**Task prompt**:
Go through the material and return every line that contains the string "below".

- - - - - - -

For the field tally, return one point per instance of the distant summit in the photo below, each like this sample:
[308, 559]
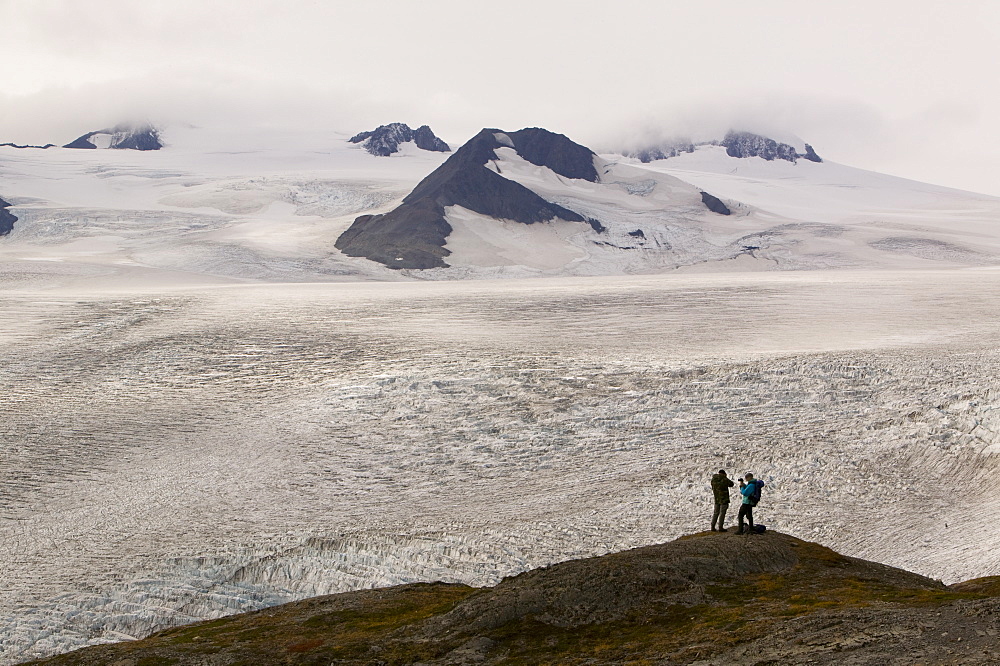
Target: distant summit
[414, 234]
[737, 144]
[385, 139]
[125, 136]
[747, 144]
[7, 220]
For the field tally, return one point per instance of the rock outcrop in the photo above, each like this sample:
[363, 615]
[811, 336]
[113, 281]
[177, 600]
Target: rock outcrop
[384, 140]
[708, 598]
[414, 234]
[737, 144]
[714, 204]
[124, 136]
[747, 144]
[7, 219]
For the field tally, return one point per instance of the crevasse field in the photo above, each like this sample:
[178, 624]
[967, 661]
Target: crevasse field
[206, 409]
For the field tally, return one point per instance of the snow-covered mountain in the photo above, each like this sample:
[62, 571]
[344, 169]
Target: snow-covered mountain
[124, 136]
[228, 204]
[414, 234]
[385, 140]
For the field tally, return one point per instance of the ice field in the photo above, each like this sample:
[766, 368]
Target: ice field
[205, 408]
[182, 453]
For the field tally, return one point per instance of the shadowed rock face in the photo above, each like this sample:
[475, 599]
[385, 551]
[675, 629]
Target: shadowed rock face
[385, 139]
[414, 234]
[746, 144]
[707, 598]
[122, 137]
[7, 219]
[714, 204]
[737, 144]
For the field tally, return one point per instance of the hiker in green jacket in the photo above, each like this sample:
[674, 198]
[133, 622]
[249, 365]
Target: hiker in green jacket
[720, 488]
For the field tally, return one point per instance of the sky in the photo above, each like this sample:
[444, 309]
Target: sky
[893, 86]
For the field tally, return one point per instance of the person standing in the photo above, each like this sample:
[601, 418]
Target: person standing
[751, 495]
[720, 488]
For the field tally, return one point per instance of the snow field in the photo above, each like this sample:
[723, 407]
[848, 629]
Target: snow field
[177, 454]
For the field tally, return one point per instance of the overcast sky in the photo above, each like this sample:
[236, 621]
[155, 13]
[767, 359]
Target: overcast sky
[895, 86]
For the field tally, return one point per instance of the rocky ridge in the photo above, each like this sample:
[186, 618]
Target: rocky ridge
[7, 219]
[706, 599]
[414, 234]
[737, 144]
[124, 136]
[384, 140]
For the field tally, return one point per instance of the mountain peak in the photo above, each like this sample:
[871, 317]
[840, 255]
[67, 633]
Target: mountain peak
[414, 234]
[384, 140]
[123, 136]
[7, 219]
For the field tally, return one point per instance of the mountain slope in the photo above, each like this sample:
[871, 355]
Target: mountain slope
[711, 598]
[385, 140]
[124, 136]
[414, 234]
[7, 219]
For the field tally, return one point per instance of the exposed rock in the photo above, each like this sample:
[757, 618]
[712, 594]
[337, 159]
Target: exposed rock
[811, 155]
[714, 204]
[7, 219]
[661, 152]
[426, 140]
[124, 136]
[747, 144]
[414, 234]
[737, 144]
[384, 140]
[708, 599]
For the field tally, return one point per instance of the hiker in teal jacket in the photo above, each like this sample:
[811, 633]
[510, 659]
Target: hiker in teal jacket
[749, 490]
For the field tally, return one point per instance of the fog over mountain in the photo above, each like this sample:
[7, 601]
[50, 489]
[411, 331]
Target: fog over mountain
[887, 102]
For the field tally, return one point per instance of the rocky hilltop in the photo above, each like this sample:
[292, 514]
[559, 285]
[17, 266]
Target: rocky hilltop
[414, 234]
[7, 219]
[384, 140]
[737, 144]
[707, 599]
[124, 136]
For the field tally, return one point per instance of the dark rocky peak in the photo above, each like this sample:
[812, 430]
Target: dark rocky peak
[747, 144]
[426, 140]
[662, 151]
[124, 136]
[414, 234]
[555, 151]
[7, 219]
[19, 145]
[385, 139]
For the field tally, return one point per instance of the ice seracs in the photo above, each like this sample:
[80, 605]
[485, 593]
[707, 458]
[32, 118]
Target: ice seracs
[385, 139]
[124, 136]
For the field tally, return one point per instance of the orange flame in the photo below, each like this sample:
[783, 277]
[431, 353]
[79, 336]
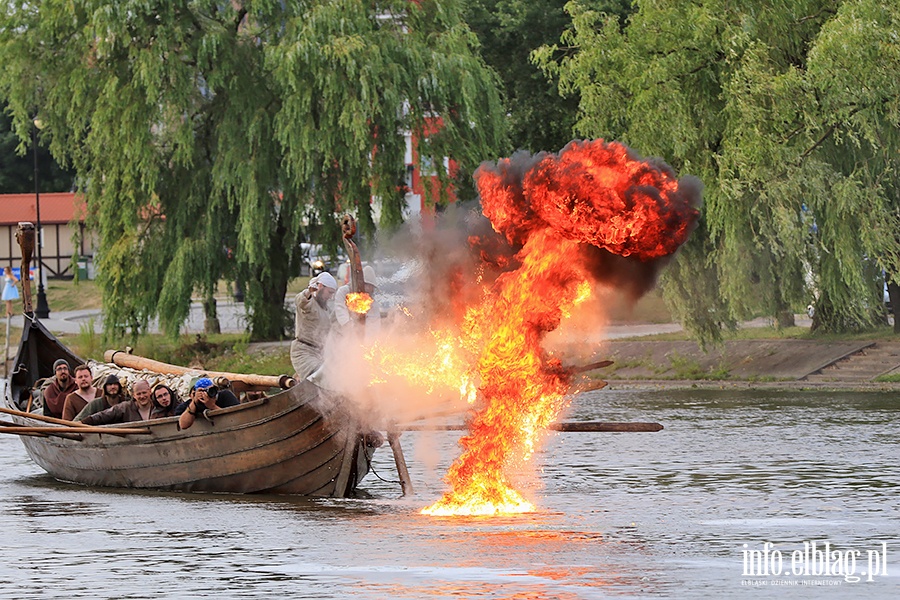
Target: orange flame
[359, 302]
[592, 193]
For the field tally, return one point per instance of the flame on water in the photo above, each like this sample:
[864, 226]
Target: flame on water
[359, 302]
[591, 193]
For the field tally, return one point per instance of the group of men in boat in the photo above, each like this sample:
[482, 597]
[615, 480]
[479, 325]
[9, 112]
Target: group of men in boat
[77, 399]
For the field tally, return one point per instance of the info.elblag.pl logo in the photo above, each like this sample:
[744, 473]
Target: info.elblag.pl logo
[816, 559]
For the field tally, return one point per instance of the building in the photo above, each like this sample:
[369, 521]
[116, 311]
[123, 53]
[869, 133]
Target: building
[60, 212]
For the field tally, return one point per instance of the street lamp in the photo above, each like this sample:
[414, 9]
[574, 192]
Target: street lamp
[42, 311]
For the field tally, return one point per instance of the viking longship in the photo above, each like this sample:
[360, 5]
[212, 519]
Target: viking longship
[297, 440]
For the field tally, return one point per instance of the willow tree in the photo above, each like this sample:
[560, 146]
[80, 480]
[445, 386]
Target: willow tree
[788, 113]
[205, 133]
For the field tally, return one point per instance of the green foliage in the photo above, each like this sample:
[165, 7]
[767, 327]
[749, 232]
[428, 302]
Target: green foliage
[509, 31]
[208, 135]
[17, 164]
[789, 113]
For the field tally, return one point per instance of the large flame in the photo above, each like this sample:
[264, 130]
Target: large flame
[552, 213]
[591, 193]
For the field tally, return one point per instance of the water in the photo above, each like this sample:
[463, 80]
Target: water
[659, 515]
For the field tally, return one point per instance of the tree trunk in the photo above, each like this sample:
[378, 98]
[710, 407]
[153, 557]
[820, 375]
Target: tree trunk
[894, 295]
[211, 322]
[785, 319]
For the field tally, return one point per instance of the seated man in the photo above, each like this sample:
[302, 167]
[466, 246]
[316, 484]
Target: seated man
[204, 396]
[165, 400]
[84, 393]
[138, 409]
[60, 386]
[112, 395]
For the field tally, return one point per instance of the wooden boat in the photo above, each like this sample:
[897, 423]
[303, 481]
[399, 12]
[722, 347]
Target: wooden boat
[297, 441]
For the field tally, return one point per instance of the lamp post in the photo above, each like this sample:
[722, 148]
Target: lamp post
[42, 310]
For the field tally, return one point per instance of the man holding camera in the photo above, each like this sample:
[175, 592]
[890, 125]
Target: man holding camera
[204, 396]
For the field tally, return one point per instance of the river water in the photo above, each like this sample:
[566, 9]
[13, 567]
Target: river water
[656, 515]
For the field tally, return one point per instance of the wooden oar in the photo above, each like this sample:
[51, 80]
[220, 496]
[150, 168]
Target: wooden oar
[592, 366]
[581, 426]
[38, 417]
[264, 382]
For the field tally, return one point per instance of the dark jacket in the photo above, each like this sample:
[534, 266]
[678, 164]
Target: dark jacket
[123, 412]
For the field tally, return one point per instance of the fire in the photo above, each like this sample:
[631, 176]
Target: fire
[591, 193]
[359, 302]
[436, 365]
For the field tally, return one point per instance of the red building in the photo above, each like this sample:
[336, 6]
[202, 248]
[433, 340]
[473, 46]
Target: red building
[61, 213]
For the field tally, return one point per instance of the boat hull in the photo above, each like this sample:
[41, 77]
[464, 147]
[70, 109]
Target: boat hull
[299, 441]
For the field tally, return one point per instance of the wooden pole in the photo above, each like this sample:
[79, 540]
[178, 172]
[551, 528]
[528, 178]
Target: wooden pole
[37, 417]
[123, 359]
[6, 352]
[575, 426]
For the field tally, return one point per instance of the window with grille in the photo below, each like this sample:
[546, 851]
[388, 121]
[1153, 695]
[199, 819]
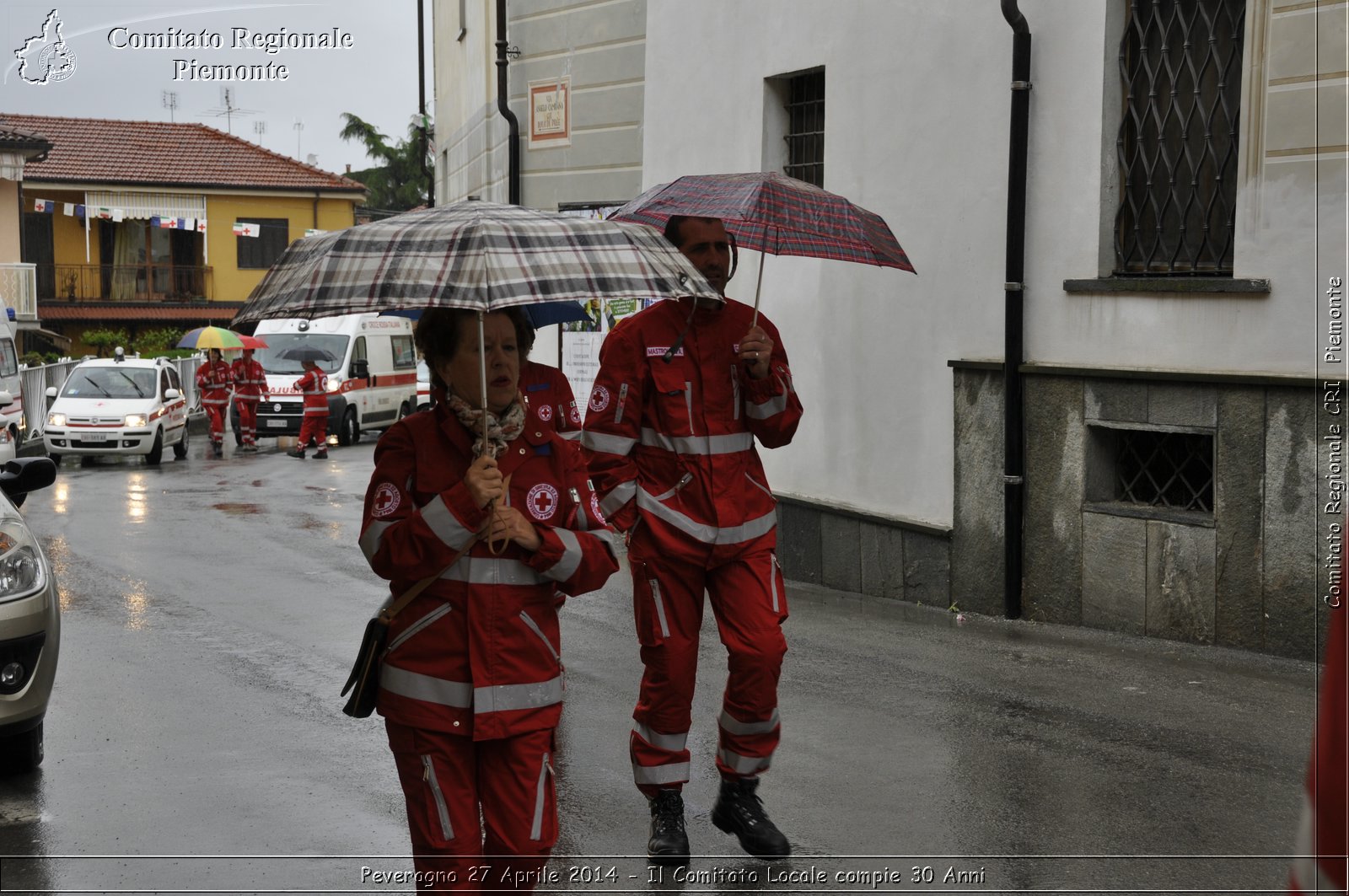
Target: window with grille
[263, 249]
[1153, 469]
[1180, 71]
[806, 127]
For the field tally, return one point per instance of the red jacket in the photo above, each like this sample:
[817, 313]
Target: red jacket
[550, 397]
[213, 382]
[672, 443]
[314, 386]
[250, 379]
[478, 652]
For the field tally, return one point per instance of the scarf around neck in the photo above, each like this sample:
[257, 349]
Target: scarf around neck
[499, 432]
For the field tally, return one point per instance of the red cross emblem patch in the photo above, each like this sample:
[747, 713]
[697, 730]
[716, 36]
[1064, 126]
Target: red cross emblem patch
[384, 501]
[541, 501]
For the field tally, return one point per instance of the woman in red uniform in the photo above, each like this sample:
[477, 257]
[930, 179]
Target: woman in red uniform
[471, 686]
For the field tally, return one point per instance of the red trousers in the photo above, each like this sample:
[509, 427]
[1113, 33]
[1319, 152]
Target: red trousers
[750, 605]
[449, 781]
[216, 417]
[247, 421]
[314, 428]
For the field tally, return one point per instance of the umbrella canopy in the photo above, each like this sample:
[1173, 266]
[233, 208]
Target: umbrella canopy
[771, 212]
[207, 338]
[308, 352]
[471, 254]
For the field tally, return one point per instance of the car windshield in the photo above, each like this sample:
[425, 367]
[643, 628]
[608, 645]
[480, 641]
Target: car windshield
[110, 382]
[278, 345]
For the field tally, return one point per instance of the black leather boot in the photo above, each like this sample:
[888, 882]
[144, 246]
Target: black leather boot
[669, 842]
[741, 811]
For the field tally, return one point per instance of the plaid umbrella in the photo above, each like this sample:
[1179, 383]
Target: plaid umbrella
[773, 213]
[471, 254]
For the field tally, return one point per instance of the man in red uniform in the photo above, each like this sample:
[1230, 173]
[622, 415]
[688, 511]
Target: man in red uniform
[213, 381]
[314, 386]
[683, 392]
[250, 386]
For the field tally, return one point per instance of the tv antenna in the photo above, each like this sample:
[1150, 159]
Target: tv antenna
[227, 108]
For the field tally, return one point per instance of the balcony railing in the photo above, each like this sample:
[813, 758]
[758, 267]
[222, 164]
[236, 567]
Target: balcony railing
[123, 282]
[19, 290]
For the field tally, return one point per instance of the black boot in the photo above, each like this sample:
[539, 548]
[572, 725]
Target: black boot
[669, 842]
[741, 811]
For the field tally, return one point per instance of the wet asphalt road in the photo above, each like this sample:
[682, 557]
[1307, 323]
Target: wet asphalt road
[212, 609]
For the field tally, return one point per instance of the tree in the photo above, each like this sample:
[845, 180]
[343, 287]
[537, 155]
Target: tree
[398, 182]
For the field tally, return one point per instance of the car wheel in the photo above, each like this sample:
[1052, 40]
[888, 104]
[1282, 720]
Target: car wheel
[24, 752]
[350, 431]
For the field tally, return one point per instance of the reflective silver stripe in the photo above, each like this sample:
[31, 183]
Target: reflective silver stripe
[620, 496]
[503, 698]
[417, 626]
[444, 523]
[734, 727]
[536, 830]
[429, 776]
[571, 559]
[609, 444]
[699, 444]
[658, 775]
[744, 764]
[543, 637]
[492, 571]
[775, 405]
[424, 687]
[660, 608]
[703, 532]
[371, 537]
[672, 743]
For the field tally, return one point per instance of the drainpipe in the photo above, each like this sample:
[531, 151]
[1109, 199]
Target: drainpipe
[503, 105]
[1013, 350]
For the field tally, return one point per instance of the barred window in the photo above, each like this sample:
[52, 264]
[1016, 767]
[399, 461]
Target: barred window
[806, 127]
[1180, 71]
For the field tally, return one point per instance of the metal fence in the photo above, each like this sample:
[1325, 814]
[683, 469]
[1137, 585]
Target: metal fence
[38, 379]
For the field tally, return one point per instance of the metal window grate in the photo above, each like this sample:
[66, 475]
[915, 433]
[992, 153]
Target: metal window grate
[1164, 469]
[806, 128]
[1180, 67]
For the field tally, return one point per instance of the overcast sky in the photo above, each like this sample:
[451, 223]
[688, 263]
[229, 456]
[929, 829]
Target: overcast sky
[374, 78]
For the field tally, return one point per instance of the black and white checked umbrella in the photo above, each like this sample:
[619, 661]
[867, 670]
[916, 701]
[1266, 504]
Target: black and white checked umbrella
[471, 254]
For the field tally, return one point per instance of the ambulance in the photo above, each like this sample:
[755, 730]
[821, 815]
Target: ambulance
[371, 377]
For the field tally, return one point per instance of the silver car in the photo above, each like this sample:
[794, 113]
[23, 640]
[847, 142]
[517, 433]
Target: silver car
[30, 620]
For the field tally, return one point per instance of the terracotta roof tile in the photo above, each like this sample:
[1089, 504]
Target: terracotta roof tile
[162, 154]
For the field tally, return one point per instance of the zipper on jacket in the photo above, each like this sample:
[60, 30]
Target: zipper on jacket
[543, 637]
[660, 608]
[417, 626]
[687, 478]
[546, 768]
[429, 776]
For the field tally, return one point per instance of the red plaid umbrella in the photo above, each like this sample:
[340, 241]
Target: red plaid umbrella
[775, 213]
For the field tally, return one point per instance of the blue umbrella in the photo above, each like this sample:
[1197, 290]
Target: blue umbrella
[540, 314]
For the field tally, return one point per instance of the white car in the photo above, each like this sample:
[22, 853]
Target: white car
[118, 406]
[30, 621]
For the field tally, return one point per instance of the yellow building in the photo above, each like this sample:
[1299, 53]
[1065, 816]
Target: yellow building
[150, 224]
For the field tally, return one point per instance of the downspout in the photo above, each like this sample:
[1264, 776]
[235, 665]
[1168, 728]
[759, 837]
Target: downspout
[503, 105]
[1013, 346]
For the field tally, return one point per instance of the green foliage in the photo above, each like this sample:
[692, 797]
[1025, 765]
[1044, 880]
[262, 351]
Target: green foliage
[397, 182]
[105, 341]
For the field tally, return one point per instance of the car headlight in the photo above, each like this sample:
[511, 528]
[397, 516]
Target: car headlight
[22, 570]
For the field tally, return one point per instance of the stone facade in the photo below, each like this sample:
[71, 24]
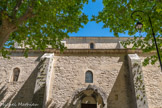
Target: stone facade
[52, 79]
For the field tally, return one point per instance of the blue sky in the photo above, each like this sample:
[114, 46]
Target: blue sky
[92, 28]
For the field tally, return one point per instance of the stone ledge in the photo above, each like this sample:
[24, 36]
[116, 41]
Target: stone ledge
[86, 51]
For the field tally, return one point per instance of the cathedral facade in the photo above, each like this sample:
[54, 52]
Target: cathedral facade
[93, 72]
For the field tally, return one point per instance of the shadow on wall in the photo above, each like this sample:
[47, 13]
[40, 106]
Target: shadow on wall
[121, 93]
[25, 94]
[3, 92]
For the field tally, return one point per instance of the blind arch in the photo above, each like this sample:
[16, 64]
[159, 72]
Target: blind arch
[89, 77]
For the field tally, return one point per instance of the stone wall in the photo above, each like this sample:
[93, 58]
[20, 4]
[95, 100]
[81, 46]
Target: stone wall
[22, 90]
[110, 74]
[153, 81]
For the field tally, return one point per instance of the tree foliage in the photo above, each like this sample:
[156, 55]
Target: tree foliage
[39, 23]
[116, 15]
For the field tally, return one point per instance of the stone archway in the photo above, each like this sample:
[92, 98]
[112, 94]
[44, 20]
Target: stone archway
[90, 96]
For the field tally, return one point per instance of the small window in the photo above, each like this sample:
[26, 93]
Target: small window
[89, 77]
[91, 45]
[16, 73]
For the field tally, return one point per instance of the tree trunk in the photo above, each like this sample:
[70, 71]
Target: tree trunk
[5, 30]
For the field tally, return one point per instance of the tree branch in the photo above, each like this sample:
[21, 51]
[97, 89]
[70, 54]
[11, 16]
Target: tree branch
[26, 16]
[16, 8]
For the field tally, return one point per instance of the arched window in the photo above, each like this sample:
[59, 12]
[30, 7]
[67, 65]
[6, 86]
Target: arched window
[89, 77]
[91, 45]
[16, 72]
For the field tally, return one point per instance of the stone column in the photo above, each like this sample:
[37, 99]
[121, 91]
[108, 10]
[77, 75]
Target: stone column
[137, 81]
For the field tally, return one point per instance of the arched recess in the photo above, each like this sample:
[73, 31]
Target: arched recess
[89, 95]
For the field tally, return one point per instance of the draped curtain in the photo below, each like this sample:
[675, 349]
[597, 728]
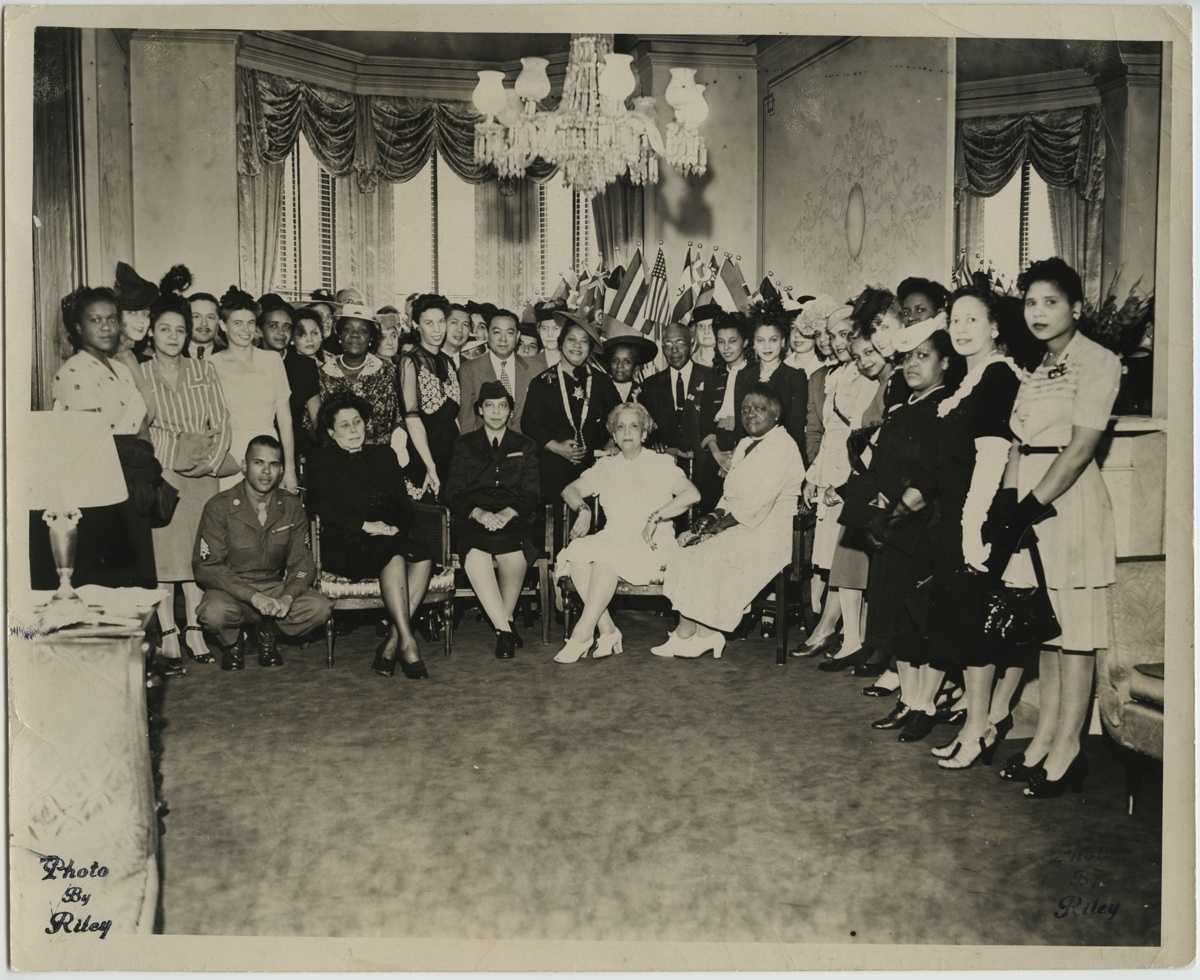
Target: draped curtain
[1067, 148]
[619, 221]
[370, 142]
[366, 240]
[507, 244]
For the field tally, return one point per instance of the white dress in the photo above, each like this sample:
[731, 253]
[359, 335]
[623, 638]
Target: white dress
[1078, 545]
[849, 394]
[630, 491]
[252, 394]
[715, 582]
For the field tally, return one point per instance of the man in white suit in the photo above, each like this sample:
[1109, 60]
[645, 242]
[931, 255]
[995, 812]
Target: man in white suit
[499, 364]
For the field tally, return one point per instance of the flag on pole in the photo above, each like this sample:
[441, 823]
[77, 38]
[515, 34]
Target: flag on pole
[627, 302]
[730, 289]
[658, 299]
[685, 292]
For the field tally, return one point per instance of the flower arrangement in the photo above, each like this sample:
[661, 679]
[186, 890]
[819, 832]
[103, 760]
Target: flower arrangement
[1123, 326]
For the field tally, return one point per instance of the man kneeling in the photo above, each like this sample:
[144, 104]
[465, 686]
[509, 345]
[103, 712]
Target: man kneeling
[253, 563]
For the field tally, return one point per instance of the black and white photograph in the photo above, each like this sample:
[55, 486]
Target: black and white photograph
[616, 487]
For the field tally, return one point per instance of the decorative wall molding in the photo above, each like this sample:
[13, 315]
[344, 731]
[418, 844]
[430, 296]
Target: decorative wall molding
[779, 61]
[336, 67]
[1026, 94]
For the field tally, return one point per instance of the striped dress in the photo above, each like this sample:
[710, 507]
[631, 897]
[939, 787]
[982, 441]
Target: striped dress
[193, 404]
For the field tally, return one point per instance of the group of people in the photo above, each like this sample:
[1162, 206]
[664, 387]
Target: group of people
[923, 433]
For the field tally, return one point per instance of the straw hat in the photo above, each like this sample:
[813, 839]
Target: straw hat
[618, 334]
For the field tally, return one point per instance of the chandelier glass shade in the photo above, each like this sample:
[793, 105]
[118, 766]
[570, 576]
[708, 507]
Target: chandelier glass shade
[593, 136]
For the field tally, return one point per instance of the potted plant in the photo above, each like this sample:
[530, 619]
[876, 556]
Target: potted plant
[1127, 329]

- - - - - - -

**Answer section**:
For the field tally, return one point per instance of the distant summit in the photo below, each like this sample:
For the field tally, return one point per instance of the orange flame in the photo below, each like this sample:
For the field tally, return one point per instance of the window with grille in the photo below, each like this sample:
For the field tally, return one point per instance of the stone facade in the photo below, each like this sample:
For the field tally, return one point per instance of the draped curtain in the photo below, each like this sample:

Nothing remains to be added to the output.